▸ What to do
Your output should be the entries below, exact in every detail.

Top of Data listing

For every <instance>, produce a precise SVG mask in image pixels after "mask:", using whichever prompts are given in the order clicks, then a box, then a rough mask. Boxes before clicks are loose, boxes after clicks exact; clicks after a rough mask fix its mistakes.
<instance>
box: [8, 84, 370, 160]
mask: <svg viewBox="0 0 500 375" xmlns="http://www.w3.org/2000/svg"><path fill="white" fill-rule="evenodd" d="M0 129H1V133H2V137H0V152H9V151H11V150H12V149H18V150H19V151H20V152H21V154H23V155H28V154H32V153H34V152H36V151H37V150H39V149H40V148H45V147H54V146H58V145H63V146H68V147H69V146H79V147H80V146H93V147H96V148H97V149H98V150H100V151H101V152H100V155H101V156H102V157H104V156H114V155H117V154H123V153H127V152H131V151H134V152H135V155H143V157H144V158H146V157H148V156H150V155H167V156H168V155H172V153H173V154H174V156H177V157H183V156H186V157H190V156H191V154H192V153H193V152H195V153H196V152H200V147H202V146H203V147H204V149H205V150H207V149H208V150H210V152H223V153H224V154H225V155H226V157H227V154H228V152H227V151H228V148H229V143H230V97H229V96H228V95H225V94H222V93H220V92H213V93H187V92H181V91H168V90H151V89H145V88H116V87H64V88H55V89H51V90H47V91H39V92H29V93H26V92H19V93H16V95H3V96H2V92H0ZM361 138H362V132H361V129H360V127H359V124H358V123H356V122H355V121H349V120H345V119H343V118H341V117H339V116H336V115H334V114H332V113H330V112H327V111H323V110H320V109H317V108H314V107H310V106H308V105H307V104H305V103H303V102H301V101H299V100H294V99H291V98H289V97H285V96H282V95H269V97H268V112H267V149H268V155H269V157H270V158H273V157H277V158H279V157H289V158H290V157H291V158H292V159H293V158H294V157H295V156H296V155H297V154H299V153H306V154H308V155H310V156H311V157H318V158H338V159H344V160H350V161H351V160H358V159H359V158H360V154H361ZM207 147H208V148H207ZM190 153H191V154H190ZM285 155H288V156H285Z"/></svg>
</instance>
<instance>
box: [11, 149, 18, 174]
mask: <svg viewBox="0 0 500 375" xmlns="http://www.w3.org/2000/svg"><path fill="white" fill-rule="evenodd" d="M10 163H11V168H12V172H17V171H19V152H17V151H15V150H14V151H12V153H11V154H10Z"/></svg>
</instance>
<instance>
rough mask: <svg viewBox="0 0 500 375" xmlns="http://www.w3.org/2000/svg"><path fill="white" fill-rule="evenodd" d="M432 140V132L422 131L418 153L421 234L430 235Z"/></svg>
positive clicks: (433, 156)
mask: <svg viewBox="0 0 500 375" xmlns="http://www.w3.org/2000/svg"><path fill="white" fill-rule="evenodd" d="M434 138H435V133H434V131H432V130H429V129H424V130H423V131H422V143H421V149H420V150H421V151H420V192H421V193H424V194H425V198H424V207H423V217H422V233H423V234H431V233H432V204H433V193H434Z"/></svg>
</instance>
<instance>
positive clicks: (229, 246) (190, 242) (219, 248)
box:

Bottom of Data listing

▸ Task response
For every <instance>, produce a precise SVG mask in image pixels after "mask:", using whichever prompts are given in the order clicks, then a box, then a rough mask. Boxes before clicks are loose, boxes after clicks exact; clicks after a rough mask fix its mistakes.
<instance>
box: [8, 84, 370, 160]
mask: <svg viewBox="0 0 500 375" xmlns="http://www.w3.org/2000/svg"><path fill="white" fill-rule="evenodd" d="M0 129H1V133H2V137H0V152H9V151H11V150H12V149H18V150H19V151H20V152H21V154H23V155H28V154H32V153H34V152H36V151H37V150H39V149H40V148H45V147H54V146H58V145H63V146H68V147H69V146H79V147H80V146H93V147H96V148H97V149H98V150H100V151H101V152H100V155H101V156H102V157H104V156H114V155H117V154H123V153H127V152H131V151H134V152H135V155H143V157H144V158H146V157H148V156H150V155H167V156H168V155H172V153H173V154H174V156H177V157H183V156H186V157H190V156H191V154H192V153H193V152H195V153H196V152H200V147H202V146H203V147H204V149H205V150H207V149H208V150H210V152H223V153H224V154H225V155H226V157H227V154H228V152H227V151H228V148H229V143H230V97H229V96H228V95H225V94H222V93H220V92H213V93H187V92H181V91H168V90H151V89H145V88H116V87H64V88H55V89H51V90H47V91H39V92H29V93H26V92H19V93H16V95H3V96H2V92H0ZM361 138H362V132H361V129H360V127H359V124H358V123H356V122H355V121H349V120H345V119H343V118H341V117H339V116H336V115H334V114H332V113H330V112H327V111H323V110H320V109H317V108H314V107H310V106H308V105H307V104H305V103H303V102H301V101H299V100H294V99H291V98H289V97H285V96H282V95H269V97H268V112H267V149H268V155H269V157H270V158H273V157H277V158H279V157H289V158H290V157H291V158H292V159H293V158H294V157H295V156H296V155H297V154H299V153H306V154H308V155H310V156H311V157H318V158H338V159H344V160H350V161H351V160H358V159H359V158H360V154H361ZM207 147H208V148H207ZM190 153H191V154H190ZM285 155H288V156H285Z"/></svg>
</instance>
<instance>
box: [11, 149, 18, 174]
mask: <svg viewBox="0 0 500 375" xmlns="http://www.w3.org/2000/svg"><path fill="white" fill-rule="evenodd" d="M10 163H11V168H12V172H17V171H19V152H17V151H15V150H14V151H12V153H11V154H10Z"/></svg>
</instance>
<instance>
rough mask: <svg viewBox="0 0 500 375" xmlns="http://www.w3.org/2000/svg"><path fill="white" fill-rule="evenodd" d="M432 140V132L422 131L418 153L421 234L430 235Z"/></svg>
positive clicks: (433, 156)
mask: <svg viewBox="0 0 500 375" xmlns="http://www.w3.org/2000/svg"><path fill="white" fill-rule="evenodd" d="M434 138H435V133H434V131H432V130H429V129H424V130H423V131H422V143H421V149H420V150H421V151H420V192H421V193H424V194H425V198H424V207H423V217H422V233H423V234H431V233H432V204H433V193H434Z"/></svg>
</instance>
<instance>
positive clicks: (229, 246) (190, 242) (219, 248)
box:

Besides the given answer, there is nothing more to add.